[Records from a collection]
= Beginning of Section =

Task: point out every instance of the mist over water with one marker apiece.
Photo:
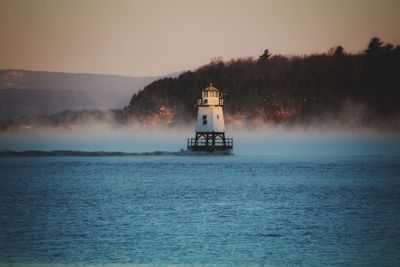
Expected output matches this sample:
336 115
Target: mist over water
263 140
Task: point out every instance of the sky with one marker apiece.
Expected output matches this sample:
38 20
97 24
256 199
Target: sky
157 37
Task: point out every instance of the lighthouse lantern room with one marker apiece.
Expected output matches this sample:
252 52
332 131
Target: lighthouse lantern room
210 126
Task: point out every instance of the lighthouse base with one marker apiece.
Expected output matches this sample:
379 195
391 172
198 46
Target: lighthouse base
210 142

= End of Section =

■ **WHAT TO DO**
Copy out the entries exactly. No pictures.

■ **RESULT**
Task: point out every instance of the mist over water with one marker apiece.
Photo:
Expected output matches this sample:
336 115
Target: mist over water
263 140
Task: point out every instance of the sky with one marker apiece.
Expected output matches this sample:
38 20
97 24
256 199
Target: sky
157 37
Task: point out every instance of the lighthouse lantern room with one marker apiece.
Expected output matches this sample:
252 52
332 131
Target: lighthouse lantern room
210 126
Task: point out every instance of the lighthouse base with one marker apiece.
Expected output matches this sample:
379 195
391 172
198 46
Target: lighthouse base
210 142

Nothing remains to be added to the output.